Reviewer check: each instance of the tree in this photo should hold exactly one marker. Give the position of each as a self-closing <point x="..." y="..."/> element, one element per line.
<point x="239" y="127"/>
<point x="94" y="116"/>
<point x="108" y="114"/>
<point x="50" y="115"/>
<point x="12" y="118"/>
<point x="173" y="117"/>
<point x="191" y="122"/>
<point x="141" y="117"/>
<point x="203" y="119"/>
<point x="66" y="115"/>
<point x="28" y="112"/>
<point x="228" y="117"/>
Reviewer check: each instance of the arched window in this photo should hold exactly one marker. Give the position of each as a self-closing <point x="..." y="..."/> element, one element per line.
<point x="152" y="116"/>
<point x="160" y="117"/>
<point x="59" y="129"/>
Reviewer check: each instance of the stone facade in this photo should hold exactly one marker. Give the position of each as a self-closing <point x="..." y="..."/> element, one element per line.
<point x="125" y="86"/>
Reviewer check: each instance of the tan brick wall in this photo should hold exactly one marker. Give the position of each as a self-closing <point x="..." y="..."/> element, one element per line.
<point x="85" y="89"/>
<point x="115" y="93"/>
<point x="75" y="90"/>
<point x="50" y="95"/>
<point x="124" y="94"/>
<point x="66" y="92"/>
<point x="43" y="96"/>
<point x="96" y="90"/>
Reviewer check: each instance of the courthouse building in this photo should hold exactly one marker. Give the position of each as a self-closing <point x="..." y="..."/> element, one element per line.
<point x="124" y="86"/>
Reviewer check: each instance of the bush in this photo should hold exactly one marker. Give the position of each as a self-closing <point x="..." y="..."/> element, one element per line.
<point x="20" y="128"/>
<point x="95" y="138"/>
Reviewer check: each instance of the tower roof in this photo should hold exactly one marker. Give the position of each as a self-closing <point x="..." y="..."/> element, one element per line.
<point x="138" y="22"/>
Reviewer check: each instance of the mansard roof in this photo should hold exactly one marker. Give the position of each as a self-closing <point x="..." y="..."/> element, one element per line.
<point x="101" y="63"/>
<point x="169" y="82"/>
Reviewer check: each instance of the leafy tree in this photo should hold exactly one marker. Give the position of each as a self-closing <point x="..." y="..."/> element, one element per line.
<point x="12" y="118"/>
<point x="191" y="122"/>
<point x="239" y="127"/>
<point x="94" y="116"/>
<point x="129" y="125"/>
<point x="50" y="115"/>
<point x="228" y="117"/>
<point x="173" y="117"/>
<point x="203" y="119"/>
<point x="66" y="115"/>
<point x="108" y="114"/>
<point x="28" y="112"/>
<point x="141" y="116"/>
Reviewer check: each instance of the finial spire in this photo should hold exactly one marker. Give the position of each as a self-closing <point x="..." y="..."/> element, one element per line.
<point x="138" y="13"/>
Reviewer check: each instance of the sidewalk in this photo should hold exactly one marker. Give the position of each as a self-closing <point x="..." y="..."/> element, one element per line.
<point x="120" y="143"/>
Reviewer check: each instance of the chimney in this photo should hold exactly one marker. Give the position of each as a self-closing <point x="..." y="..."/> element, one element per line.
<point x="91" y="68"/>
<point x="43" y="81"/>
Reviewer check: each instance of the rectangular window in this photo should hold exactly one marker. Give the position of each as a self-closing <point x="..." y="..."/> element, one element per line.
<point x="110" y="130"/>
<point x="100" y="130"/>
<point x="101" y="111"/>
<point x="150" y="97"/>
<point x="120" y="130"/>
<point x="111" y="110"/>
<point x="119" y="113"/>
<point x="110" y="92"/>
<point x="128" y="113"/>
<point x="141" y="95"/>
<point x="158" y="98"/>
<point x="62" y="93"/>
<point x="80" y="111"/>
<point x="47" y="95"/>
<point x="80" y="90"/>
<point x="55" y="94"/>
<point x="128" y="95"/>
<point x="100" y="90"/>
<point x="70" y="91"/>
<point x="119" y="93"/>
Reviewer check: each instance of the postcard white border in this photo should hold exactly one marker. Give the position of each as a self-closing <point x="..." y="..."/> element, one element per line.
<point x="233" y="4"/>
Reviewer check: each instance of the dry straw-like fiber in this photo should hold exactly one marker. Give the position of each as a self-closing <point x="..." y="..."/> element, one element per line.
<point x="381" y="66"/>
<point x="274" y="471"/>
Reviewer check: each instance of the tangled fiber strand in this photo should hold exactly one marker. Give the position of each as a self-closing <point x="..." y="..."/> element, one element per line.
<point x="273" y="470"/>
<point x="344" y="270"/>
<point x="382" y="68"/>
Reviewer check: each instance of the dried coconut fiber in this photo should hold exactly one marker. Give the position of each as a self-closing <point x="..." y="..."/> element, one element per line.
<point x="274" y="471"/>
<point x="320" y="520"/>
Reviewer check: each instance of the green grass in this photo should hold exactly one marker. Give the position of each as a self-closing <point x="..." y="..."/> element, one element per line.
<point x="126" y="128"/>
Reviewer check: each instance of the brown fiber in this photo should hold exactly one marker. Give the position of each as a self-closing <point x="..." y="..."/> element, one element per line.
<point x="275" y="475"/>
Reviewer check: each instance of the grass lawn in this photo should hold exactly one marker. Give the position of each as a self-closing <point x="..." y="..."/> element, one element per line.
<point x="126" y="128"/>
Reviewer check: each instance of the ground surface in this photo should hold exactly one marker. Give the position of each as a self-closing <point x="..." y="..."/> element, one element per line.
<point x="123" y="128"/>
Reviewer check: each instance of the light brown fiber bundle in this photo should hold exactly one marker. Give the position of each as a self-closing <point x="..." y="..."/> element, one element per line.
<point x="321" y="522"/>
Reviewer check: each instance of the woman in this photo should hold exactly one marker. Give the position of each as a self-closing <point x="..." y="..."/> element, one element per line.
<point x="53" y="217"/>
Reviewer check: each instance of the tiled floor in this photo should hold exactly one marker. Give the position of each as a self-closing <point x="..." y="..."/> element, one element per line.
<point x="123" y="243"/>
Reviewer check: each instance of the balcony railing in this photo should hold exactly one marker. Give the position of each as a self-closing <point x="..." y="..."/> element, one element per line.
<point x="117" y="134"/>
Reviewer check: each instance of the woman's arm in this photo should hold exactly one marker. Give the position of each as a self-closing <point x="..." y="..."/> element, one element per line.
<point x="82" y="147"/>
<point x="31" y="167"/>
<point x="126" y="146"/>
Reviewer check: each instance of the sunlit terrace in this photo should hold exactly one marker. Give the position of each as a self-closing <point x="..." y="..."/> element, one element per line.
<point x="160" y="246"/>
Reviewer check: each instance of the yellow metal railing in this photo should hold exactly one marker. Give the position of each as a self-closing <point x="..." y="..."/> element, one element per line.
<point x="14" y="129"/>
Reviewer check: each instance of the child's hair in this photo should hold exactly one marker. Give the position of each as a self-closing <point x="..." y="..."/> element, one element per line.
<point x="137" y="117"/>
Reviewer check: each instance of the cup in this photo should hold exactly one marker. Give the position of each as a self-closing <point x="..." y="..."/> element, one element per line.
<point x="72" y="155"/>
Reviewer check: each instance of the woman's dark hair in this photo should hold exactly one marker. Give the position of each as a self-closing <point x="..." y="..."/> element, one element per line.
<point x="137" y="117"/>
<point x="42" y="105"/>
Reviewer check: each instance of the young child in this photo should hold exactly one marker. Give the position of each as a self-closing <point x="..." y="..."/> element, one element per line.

========================================

Work required:
Return each entry from above without altering a single character.

Result of the exercise:
Reviewer check: each instance of the tree in this photo should hold exactly one marker. Give the position of each as a self-closing <point x="..." y="..."/> element, one element per line.
<point x="239" y="127"/>
<point x="94" y="116"/>
<point x="108" y="114"/>
<point x="50" y="115"/>
<point x="12" y="118"/>
<point x="173" y="117"/>
<point x="191" y="122"/>
<point x="141" y="117"/>
<point x="203" y="119"/>
<point x="66" y="115"/>
<point x="28" y="112"/>
<point x="228" y="117"/>
Reviewer check: each instance of the arched window in this photo should hold exactly one marker. Give the position of each as a self-closing <point x="..." y="..."/> element, one element per line.
<point x="152" y="116"/>
<point x="160" y="117"/>
<point x="59" y="129"/>
Reviewer check: each instance of the stone facade in this photo should hold exactly one marker. Give the position of each as a self-closing <point x="..." y="..."/> element, one element per line.
<point x="125" y="86"/>
Reviewer check: each instance of the tan brick wall in this photo should hold exactly one marker. Give the position of each as a self-closing <point x="..." y="..."/> element, one element per line.
<point x="85" y="89"/>
<point x="115" y="93"/>
<point x="75" y="90"/>
<point x="50" y="95"/>
<point x="124" y="94"/>
<point x="66" y="92"/>
<point x="43" y="96"/>
<point x="96" y="90"/>
Reviewer check: each instance of the courthouse building in this photo should hold exactly one marker. Give the position of each as a self-closing <point x="..." y="..."/> element, one element per line.
<point x="124" y="86"/>
Reviewer check: each instance of the bush in this photo should hold exactly one marker. Give the position of each as a self-closing <point x="..." y="..."/> element, one element per line.
<point x="20" y="128"/>
<point x="95" y="138"/>
Reviewer check: each instance of the tower roof in this photo should hold exactly one marker. Give the position of each as a self-closing <point x="..." y="..."/> element, one element per line.
<point x="138" y="22"/>
Reviewer check: each instance of the mansard roof in this photo should hold exactly one marker. Give the position of each as a self-closing <point x="..." y="..."/> element, one element per line.
<point x="101" y="63"/>
<point x="169" y="82"/>
Reviewer check: each instance of the leafy tree in this photo should hold exactly one marker. Give the position of each as a self-closing <point x="..." y="..."/> element, one element per line.
<point x="12" y="118"/>
<point x="191" y="122"/>
<point x="239" y="127"/>
<point x="94" y="116"/>
<point x="129" y="125"/>
<point x="50" y="115"/>
<point x="228" y="117"/>
<point x="173" y="117"/>
<point x="203" y="119"/>
<point x="66" y="115"/>
<point x="108" y="114"/>
<point x="28" y="112"/>
<point x="141" y="116"/>
Reviewer check: each instance of the finial spire in this photo should hold exactly one marker. Give the position of each as a self-closing <point x="..." y="..."/> element, one element per line.
<point x="138" y="13"/>
Reviewer check: each instance of the sidewalk in this photo should hold exactly one marker. Give the position of each as a self-closing <point x="..." y="..."/> element, one element per line.
<point x="120" y="143"/>
Reviewer check: each instance of the chimney in this photo should hold exactly one marker. Give the position of each as a self-closing <point x="..." y="..."/> element, one element per line.
<point x="91" y="68"/>
<point x="43" y="81"/>
Reviewer check: each instance of the rectangular window in this photo should hold exactly one marker. Give the position of each as a self-closing <point x="..." y="..."/> element, one element per line.
<point x="110" y="130"/>
<point x="100" y="130"/>
<point x="101" y="111"/>
<point x="150" y="97"/>
<point x="120" y="130"/>
<point x="111" y="110"/>
<point x="119" y="113"/>
<point x="110" y="92"/>
<point x="128" y="113"/>
<point x="141" y="95"/>
<point x="158" y="98"/>
<point x="62" y="93"/>
<point x="80" y="111"/>
<point x="47" y="95"/>
<point x="80" y="90"/>
<point x="55" y="94"/>
<point x="128" y="95"/>
<point x="100" y="90"/>
<point x="70" y="91"/>
<point x="119" y="93"/>
Reviewer check: each instance of the postcard white border in this photo should hold exactly one marker. Give the position of each as a self-closing <point x="..." y="..."/> element, one element per line.
<point x="233" y="4"/>
Reviewer check: each instance of the dry straw-like fiber in this photo should hold exactly one marker. Give the position of each as a self-closing <point x="..." y="..."/> element, one element per line.
<point x="381" y="66"/>
<point x="274" y="471"/>
Reviewer check: each instance of the tangled fiber strand in this photo should hold exactly one marker. Give the position of each as a self-closing <point x="..." y="..."/> element, one element per line.
<point x="273" y="470"/>
<point x="344" y="270"/>
<point x="382" y="68"/>
Reviewer check: each instance of the dried coconut fiber in this photo should hold exactly one marker. Give the position of each as a self-closing <point x="..." y="..."/> element, one element per line.
<point x="274" y="471"/>
<point x="320" y="520"/>
Reviewer check: each instance of the green grass in this photo should hold exactly one marker. Give the position of each as a self-closing <point x="..." y="..."/> element, one element per line.
<point x="126" y="128"/>
Reviewer check: each instance of the brown fiber in this photo should hold exactly one marker. Give the position of each as a self-closing <point x="..." y="..."/> element, one element per line.
<point x="275" y="475"/>
Reviewer check: each instance of the grass lawn in this photo should hold exactly one marker. Give the position of each as a self-closing <point x="..." y="..."/> element, one element per line.
<point x="126" y="128"/>
Reviewer check: each instance of the ground surface in this photo should hold exactly one marker. Give the position of each as a self-closing <point x="..." y="..."/> element, one element per line.
<point x="123" y="128"/>
Reviewer check: each instance of the light brown fiber bundle in this photo should hold exactly one marker. Give the position of each as a self-closing <point x="..." y="..."/> element, one element per line.
<point x="321" y="522"/>
Reviewer check: each instance of the woman in this photo should hold exactly one marker. Give the position of each as a self-closing <point x="..." y="..."/> element, one element per line.
<point x="53" y="217"/>
Reviewer check: each instance of the tiled floor in this photo should hold exactly one marker. Give the position of each as a self-closing <point x="..." y="..."/> element, one element per line.
<point x="123" y="243"/>
Reviewer check: each instance of the balcony railing in this photo should hold exactly one marker. Give the position of each as a self-closing <point x="..." y="..."/> element, one element per line.
<point x="117" y="134"/>
Reviewer check: each instance of the woman's arm in this photo should hold exactly one marker. Give the position of each as a self-closing <point x="..." y="..."/> element, one element per line.
<point x="82" y="147"/>
<point x="31" y="167"/>
<point x="126" y="146"/>
Reviewer check: each instance of the sunlit terrace in this photo should hold exactly one marker. Give the position of each as a self-closing <point x="..." y="..."/> element, one element per line.
<point x="160" y="246"/>
Reviewer check: each instance of the yellow metal railing in this photo should hold exactly one marker. Give the position of each as a self-closing <point x="..." y="..."/> element, one element per line.
<point x="14" y="129"/>
Reviewer check: each instance of the child's hair in this photo should hold exactly one marker. Give the position of each as a self-closing <point x="..." y="..."/> element, one element per line.
<point x="137" y="117"/>
Reviewer check: each instance of the cup in this photo should hold exactly one marker. Give the position of each as a self-closing <point x="..." y="..."/> element, one element per line.
<point x="72" y="155"/>
Reviewer check: each instance of the woman's dark hair in this photo should hold exactly one marker. Give the position of each as a self-closing <point x="..." y="..."/> element, one element per line.
<point x="137" y="117"/>
<point x="42" y="105"/>
Reviewer check: each instance of the young child in this photo should hold exactly one marker. Give the position of each as a self-closing <point x="..." y="..."/> element, one element per line.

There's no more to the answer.